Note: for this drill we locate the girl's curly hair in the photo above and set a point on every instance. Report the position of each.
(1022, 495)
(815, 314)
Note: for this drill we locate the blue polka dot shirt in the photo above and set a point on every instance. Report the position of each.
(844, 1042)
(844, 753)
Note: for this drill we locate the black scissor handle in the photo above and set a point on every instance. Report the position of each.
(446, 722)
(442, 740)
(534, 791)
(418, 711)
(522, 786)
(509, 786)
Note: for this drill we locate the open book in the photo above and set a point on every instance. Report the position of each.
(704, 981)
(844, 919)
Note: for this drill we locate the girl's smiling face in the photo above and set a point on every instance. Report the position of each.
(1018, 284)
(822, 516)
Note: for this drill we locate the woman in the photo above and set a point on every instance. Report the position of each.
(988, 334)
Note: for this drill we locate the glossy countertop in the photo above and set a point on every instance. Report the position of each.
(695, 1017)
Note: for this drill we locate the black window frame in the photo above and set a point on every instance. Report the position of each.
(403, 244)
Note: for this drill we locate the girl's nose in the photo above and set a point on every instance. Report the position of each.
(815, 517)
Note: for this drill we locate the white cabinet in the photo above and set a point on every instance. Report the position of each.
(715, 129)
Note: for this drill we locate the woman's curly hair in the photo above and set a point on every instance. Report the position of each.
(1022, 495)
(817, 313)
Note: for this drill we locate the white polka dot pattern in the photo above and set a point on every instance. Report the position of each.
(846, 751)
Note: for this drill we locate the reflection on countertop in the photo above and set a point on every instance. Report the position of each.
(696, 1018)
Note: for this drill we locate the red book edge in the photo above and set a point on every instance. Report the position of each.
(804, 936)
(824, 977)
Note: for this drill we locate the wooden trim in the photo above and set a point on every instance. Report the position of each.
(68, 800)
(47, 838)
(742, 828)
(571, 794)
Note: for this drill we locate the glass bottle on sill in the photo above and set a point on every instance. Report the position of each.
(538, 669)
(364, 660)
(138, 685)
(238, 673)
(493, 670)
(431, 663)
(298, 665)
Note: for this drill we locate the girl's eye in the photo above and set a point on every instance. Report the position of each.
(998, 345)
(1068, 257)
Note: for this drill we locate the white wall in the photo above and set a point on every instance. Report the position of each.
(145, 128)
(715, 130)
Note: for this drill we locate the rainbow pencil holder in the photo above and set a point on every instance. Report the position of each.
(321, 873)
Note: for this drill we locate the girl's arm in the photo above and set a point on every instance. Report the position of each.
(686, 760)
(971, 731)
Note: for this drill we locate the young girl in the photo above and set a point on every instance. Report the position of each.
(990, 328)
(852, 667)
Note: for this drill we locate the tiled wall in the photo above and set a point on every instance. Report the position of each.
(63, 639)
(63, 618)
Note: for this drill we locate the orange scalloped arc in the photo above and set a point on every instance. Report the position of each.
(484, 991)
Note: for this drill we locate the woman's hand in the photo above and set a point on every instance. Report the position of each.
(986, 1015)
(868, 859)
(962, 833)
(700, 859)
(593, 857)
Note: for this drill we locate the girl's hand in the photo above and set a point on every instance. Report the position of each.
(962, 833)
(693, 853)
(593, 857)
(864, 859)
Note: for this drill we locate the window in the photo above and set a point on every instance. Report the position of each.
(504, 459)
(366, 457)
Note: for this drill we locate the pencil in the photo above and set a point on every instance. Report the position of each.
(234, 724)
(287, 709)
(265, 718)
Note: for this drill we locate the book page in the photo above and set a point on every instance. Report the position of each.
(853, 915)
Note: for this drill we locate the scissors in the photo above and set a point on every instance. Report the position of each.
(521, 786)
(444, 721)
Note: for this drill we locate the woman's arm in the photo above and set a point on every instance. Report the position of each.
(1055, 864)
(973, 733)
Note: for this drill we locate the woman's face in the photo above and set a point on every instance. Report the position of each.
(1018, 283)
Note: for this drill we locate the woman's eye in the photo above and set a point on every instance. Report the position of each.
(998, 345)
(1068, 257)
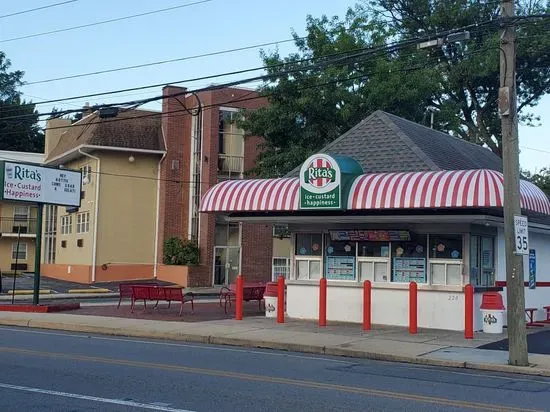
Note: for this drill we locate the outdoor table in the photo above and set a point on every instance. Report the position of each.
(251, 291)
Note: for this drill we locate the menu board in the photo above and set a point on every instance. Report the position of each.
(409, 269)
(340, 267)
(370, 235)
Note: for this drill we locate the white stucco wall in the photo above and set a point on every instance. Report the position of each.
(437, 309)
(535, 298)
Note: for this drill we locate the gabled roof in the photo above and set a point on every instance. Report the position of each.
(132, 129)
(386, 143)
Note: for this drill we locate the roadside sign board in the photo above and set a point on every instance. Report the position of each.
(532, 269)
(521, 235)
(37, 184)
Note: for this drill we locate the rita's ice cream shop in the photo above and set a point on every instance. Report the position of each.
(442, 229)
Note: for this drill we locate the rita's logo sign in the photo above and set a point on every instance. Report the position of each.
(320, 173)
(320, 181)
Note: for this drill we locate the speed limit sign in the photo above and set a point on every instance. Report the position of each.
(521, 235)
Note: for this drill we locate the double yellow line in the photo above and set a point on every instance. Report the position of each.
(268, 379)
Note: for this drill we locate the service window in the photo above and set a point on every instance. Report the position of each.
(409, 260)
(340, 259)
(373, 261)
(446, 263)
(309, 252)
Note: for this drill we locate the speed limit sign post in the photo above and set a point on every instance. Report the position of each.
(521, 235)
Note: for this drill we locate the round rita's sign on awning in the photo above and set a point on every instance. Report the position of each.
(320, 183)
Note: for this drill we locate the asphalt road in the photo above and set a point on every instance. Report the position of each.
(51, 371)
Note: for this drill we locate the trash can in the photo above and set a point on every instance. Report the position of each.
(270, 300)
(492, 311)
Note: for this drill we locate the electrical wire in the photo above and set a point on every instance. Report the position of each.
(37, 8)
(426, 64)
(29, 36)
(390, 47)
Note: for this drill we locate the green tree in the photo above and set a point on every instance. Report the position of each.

* * * * * * *

#### About this task
Give back each line above verbatim, dropping every picture.

#### Exercise answer
Note: for this drill we locate the girl's curly hair in the photo above and set a point on every instance. Report the position of each.
(1022, 495)
(815, 314)
Note: for this drill we locate the blue polka dot shirt in the photo above and set a point on every instance. Report the position of each.
(844, 1042)
(844, 753)
Note: for this drill we locate the black scissor handle in the photo above and set a point on every instance. Report the position of each.
(446, 722)
(442, 740)
(534, 791)
(418, 711)
(522, 786)
(509, 786)
Note: for this drill we locate the open book in the photo above and set a point on every instance. Report the position of each.
(704, 981)
(844, 919)
Note: for this drill we locate the girl's smiling face in the photo above and set a point on every instance. Report the position of each.
(1018, 284)
(822, 516)
Note: for this drill we locate the woman in the photo above and set a point on every instance. Report the position of each.
(988, 334)
Note: for this drill we locate the glossy countertop in the photo above and set a point on every instance. Report the position of each.
(695, 1017)
Note: for this drill we locate the black window frame in the photo above and set a point on every instance. Report the position of each.
(403, 244)
Note: for this drill we locate the girl's nose in the photo above and set a point on every instance. Report the position of each.
(815, 517)
Note: for this drill we locate the white cabinet in the photo above and set a point on every instance. Report the position of each.
(715, 129)
Note: for this drill we locate the woman's curly hair in the photo above and set a point on every instance. Report the position of each.
(1022, 495)
(817, 313)
Note: for this drill we locate the white polka dot pattern in the photo above and set a point on every instance. Report the position of each.
(846, 751)
Note: for this drill we locate the reflection on countertop in the photo above and set a point on every instance. Report the position of each.
(696, 1018)
Note: for this drill we locate the red book edge in the photo above and set a point on every instance. Report the position of each.
(804, 936)
(824, 977)
Note: for this drill we locate the wooden trim in the photo above and set a point on every instance. Report the position of each.
(68, 800)
(47, 838)
(742, 828)
(571, 794)
Note: for this drill we locate the glass bottle on sill in the photo above and set a point on every instance. Report the position of each.
(538, 669)
(364, 660)
(138, 685)
(238, 673)
(493, 670)
(431, 663)
(298, 665)
Note: for this drill we locate the girl's eye in the photo above and set a point on every instance. Report the position of each.
(998, 345)
(1068, 257)
Note: for this drill we locate the white wall in the photo above and set a point on every instance. Report the position of each.
(145, 128)
(715, 130)
Note: for this drill we locate the rainbow pencil holder in the photo above and set a point on every instance. Report the position of each.
(321, 873)
Note: for this drill we locate the girl's arm in the photo above and set a point on every instance. Report the position of each.
(686, 760)
(971, 731)
Note: for this drill we locate the young girl in the photo above and set a point on every instance. Report the position of each.
(990, 328)
(852, 667)
Note: for this drill we locate the tiled wall in the photo above and set a point on every instance. Report the position of each.
(63, 639)
(63, 618)
Note: for this drill we locate the orange scalloped arc in the photo above and set a point on every instance. Report the position of each.
(484, 991)
Note: for this drill we locate the woman's hand in the photo above and set a point on every instance. Report the position of each.
(986, 1015)
(868, 859)
(962, 833)
(700, 859)
(593, 857)
Note: for this drill we locate the girl's hand in the photo above and set a point on every instance. Report the position of each.
(962, 833)
(693, 853)
(593, 857)
(864, 859)
Note: for this drill we locate the window in the photo above and set a point on every instance. Report the position of each.
(504, 459)
(366, 457)
Note: for this drill we locate the pencil in the photo above and set a point on every instance. Report the position of each.
(234, 724)
(287, 709)
(265, 718)
Note: for this drill we locate the book page in the photo above and set a point on every instance. Report the position of each.
(853, 915)
Note: for this drill we locate the scissors in the photo above and set a point on every instance. Report the position of each.
(521, 786)
(444, 721)
Note: for this drill we locate the woman's arm in the photo above and set a point on every instance. Report the position of each.
(1055, 864)
(973, 733)
Note: for this drill we locate the woman's face in the photo above and set a point on every instance. Report the position of each.
(1018, 283)
Note: for this drill we locate the woman's eye in the photo above and set a point on every instance. Report the position of each.
(998, 345)
(1068, 257)
Note: for this drill we locate the outdoor table in the photo above and set a point on every instance. Report the position of each.
(251, 291)
Note: for this drill we locate the menu board in the photo above and set a point on every instance. Report the position of each.
(409, 269)
(340, 267)
(370, 235)
Note: for this drill we locate the white stucco wall in the photo above and set a point on every instance. Report the position of each.
(437, 309)
(535, 298)
Note: for this drill we locate the gabled roof in the photo above and set a point on every instance. Report the position of each.
(132, 129)
(386, 143)
Note: for this drill we locate the roadside sign board in the photo above and set a point on every instance. Report the position of each.
(532, 269)
(521, 235)
(37, 184)
Note: for this drill we locate the rita's ice cream shop in the photo above and set a point on every instance. Report the position of each.
(442, 229)
Note: for this drill we locate the rita's logo sign in the photo above and set a point on every instance. Report the position of each.
(320, 173)
(320, 181)
Note: for this drill we locate the speed limit sign in the photo above and set a point on every instance. Report the position of each.
(521, 235)
Note: for this drill we locate the double yellow line in the photo above and set a point on every instance. Report the position of each.
(268, 379)
Note: for this drill we locate the service window in the photo above and set a point on every instance. Report the position of each.
(409, 260)
(340, 259)
(373, 261)
(446, 263)
(309, 252)
Note: for this drill we locate the speed limit sign post in the photo above and set a point on every instance. Report the position of each.
(521, 235)
Note: for this drill we locate the round rita's sign on awning in the photo above and set a point on every instance. Report the position of each.
(320, 183)
Note: for this drill we locate the asphalt road in the photo above and set a point on every instance. Report the position of each.
(51, 371)
Note: for this drill we locate the trash can in the photo above and set a point on every instance. Report the position of each.
(270, 300)
(492, 311)
Note: for this drill we locate the electrical wire in the photo above and set a point on every instance. Report the position of each.
(37, 8)
(426, 64)
(29, 36)
(390, 47)
Note: for this drill we locate the green tree in the photo above and set a point on every instance. Report the position of each.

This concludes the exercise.